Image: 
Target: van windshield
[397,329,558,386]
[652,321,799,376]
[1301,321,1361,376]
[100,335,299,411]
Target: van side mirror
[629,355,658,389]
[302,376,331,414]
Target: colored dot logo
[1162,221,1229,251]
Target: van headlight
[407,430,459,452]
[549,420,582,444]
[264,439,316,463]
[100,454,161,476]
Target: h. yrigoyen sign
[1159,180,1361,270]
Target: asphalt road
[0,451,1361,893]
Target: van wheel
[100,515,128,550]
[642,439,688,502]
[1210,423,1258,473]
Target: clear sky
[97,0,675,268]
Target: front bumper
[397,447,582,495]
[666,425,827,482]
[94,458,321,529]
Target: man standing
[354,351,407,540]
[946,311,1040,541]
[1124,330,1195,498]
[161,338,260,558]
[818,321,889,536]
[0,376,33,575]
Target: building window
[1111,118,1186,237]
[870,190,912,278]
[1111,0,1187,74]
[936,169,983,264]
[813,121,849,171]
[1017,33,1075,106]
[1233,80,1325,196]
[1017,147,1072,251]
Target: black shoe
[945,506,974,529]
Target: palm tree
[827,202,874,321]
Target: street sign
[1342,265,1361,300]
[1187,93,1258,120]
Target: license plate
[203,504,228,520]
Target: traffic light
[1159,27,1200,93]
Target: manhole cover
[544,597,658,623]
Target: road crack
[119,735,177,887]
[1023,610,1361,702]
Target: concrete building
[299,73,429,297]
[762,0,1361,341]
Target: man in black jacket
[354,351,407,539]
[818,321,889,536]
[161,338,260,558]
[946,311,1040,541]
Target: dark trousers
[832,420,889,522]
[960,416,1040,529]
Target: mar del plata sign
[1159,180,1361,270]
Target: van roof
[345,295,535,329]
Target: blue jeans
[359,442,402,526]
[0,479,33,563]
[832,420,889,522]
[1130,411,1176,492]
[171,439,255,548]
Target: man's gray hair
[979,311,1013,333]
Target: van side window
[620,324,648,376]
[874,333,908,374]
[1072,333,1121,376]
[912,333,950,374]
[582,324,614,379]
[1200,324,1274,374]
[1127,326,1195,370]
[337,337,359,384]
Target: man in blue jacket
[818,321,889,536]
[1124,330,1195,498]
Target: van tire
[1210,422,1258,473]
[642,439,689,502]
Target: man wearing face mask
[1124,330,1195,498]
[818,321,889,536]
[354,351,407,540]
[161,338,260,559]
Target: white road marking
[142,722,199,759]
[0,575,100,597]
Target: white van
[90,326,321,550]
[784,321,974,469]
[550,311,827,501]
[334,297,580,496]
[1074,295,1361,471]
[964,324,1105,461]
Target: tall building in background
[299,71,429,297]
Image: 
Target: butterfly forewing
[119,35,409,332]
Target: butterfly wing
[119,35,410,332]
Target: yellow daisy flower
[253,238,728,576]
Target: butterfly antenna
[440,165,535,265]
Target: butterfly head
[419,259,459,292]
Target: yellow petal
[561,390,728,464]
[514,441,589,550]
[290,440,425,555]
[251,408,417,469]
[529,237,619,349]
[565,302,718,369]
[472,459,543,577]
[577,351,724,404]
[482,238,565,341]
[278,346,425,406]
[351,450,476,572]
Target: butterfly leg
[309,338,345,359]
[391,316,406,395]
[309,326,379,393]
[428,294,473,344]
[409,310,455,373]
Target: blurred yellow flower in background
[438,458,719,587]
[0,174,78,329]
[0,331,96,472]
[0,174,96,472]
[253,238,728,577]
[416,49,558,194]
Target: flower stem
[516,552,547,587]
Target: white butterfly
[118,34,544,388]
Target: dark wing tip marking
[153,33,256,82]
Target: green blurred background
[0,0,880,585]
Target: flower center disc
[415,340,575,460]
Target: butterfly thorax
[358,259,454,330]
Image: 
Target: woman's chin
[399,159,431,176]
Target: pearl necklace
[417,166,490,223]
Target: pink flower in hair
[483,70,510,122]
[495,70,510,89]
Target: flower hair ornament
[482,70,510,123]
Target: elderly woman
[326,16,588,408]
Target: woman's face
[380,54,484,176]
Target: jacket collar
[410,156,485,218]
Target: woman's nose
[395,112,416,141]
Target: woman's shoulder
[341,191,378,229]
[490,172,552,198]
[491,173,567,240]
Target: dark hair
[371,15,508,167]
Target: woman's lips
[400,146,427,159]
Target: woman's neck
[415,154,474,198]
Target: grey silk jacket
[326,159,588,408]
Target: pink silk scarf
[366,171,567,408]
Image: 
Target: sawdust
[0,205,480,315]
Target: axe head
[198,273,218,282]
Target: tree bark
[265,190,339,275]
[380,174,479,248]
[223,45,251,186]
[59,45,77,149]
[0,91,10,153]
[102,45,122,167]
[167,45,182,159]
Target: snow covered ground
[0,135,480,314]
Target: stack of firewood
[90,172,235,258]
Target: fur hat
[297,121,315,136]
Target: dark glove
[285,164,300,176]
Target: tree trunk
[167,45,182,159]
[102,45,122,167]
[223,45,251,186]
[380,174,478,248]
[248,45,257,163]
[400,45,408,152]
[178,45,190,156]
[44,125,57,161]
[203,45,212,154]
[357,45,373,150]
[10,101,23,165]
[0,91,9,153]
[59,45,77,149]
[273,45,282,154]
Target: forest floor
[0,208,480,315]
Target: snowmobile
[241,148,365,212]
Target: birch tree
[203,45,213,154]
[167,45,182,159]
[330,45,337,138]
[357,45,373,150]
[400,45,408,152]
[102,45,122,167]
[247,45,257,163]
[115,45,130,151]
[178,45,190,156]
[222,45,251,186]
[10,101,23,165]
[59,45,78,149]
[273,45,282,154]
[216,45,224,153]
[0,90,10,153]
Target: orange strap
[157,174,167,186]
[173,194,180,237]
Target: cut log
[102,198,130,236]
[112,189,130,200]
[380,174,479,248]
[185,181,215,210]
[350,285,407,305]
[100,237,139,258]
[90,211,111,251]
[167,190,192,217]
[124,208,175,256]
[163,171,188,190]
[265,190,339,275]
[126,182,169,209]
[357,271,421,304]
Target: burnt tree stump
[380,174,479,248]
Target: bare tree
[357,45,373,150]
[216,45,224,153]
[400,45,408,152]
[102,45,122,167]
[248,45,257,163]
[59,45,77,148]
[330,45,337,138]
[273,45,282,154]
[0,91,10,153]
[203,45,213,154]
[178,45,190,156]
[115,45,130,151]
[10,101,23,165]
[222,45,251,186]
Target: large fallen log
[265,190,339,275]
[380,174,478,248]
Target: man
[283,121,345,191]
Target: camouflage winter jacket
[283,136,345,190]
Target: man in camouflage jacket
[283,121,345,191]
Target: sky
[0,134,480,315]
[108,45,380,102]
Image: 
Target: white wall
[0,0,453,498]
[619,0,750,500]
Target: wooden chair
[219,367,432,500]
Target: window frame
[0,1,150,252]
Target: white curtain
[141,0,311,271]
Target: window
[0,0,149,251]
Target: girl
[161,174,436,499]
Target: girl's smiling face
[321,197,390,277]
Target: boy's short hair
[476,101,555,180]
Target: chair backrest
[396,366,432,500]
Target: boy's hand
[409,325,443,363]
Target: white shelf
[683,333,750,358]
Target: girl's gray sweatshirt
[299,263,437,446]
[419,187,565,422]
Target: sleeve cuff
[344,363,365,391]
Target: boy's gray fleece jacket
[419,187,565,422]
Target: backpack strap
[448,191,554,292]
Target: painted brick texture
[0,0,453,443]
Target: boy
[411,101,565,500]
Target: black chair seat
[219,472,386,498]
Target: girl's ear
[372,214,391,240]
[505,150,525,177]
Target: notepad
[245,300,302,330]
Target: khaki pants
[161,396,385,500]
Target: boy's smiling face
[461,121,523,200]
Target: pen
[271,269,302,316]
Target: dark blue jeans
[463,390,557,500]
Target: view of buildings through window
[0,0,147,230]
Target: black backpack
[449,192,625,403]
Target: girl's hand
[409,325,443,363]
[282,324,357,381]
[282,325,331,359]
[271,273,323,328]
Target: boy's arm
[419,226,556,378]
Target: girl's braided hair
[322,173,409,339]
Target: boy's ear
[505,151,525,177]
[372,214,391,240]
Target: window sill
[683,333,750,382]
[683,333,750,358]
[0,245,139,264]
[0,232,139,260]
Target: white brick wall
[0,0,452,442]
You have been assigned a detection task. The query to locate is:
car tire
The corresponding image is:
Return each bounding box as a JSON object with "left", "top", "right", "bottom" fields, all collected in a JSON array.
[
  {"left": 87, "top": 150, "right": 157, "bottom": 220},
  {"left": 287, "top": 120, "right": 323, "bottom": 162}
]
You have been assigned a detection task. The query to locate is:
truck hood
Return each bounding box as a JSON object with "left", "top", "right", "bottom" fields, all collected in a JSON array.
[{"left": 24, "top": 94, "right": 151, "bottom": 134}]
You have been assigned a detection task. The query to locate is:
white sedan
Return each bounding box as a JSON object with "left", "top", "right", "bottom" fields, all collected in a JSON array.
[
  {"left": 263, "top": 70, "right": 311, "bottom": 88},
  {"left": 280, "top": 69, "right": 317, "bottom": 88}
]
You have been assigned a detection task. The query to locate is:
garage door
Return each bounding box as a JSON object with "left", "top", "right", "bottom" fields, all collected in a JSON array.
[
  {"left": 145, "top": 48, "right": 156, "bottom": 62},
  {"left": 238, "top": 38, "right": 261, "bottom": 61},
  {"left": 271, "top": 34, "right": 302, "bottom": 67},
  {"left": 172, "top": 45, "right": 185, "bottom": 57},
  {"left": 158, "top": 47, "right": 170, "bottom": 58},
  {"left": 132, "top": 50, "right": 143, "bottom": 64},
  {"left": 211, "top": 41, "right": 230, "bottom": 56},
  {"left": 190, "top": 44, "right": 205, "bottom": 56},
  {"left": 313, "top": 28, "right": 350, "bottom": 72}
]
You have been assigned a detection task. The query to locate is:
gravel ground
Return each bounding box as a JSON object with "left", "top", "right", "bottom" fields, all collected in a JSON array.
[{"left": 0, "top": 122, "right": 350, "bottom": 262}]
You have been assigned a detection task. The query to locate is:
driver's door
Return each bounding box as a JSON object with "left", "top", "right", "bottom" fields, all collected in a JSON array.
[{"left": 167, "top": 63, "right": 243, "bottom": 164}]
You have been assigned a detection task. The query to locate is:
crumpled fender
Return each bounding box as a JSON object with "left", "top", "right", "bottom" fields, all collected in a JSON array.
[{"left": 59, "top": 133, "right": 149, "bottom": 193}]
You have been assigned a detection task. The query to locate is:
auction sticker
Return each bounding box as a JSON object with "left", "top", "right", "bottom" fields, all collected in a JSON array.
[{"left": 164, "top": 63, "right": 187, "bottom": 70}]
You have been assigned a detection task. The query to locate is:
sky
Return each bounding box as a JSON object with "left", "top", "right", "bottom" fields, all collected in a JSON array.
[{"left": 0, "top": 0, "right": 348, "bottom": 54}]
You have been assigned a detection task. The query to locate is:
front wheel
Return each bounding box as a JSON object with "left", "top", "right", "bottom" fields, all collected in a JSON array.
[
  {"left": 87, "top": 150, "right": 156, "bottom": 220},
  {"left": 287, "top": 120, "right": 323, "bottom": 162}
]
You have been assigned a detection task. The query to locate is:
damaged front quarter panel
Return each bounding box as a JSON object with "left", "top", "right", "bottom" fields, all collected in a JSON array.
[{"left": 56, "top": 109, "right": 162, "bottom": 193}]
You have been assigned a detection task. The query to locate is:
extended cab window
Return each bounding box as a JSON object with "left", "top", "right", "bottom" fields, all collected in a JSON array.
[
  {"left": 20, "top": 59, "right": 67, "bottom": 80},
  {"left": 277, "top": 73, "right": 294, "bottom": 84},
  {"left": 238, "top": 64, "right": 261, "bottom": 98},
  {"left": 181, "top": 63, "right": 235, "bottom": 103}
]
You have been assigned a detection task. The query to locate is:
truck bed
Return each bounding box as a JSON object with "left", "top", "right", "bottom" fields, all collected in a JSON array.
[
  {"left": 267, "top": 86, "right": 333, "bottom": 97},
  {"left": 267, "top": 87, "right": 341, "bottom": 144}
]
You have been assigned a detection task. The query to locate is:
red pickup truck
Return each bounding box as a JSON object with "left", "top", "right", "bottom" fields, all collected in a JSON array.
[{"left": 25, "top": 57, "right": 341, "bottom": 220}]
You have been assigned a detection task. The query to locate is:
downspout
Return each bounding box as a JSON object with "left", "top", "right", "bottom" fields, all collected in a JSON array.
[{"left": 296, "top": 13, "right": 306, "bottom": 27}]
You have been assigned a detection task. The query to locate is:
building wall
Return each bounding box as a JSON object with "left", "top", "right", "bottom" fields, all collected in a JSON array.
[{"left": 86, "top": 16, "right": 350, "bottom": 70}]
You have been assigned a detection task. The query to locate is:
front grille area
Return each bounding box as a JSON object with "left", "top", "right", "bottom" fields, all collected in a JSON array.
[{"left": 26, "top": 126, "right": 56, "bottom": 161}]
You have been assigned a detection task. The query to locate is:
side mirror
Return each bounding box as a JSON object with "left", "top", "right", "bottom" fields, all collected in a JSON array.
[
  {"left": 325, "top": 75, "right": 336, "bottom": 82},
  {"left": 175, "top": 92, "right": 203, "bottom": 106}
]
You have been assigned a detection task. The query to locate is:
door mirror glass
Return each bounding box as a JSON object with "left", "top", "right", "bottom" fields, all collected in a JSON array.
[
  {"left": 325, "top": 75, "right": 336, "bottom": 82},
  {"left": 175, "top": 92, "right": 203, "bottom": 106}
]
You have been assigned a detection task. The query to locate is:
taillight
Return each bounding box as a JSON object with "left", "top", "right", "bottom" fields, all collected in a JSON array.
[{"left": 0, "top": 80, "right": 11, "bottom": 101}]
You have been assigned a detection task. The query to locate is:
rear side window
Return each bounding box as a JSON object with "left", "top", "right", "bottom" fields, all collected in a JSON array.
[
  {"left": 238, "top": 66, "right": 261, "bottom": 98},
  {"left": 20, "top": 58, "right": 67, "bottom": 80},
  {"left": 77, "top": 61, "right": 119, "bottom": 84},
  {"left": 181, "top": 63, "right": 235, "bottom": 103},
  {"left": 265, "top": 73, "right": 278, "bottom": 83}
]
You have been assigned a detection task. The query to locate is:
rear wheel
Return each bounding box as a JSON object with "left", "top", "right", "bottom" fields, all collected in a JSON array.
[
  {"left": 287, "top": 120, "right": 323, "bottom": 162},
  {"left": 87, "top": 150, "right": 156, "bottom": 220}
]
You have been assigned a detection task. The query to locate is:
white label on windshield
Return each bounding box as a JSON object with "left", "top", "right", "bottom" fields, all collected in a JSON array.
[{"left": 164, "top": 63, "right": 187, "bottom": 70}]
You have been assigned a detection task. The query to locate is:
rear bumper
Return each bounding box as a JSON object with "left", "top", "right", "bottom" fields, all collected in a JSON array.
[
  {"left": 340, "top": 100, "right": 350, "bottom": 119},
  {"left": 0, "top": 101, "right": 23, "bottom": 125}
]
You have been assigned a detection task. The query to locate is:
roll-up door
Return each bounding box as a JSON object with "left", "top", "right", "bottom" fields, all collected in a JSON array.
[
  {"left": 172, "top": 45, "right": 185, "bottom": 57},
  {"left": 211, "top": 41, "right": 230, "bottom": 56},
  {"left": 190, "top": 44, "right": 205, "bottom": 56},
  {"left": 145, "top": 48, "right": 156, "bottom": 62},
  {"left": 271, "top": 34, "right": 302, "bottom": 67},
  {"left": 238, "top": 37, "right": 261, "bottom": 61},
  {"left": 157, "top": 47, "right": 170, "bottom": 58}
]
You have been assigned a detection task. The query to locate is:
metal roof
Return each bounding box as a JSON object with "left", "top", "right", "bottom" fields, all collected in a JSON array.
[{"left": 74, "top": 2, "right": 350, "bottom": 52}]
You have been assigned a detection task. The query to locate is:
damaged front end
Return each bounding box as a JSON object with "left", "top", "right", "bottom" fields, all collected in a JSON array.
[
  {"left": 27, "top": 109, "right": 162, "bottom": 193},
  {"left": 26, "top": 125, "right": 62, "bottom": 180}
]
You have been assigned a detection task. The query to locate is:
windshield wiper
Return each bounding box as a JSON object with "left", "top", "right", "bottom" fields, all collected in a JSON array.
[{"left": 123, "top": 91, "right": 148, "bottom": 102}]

:::::

§ PROBLEM
Extract every line of the material above that contains the word "pink", and copy each one in full.

§ RESPONSE TO THE EXERCISE
Target: pink flower in hair
Target: pink silk scarf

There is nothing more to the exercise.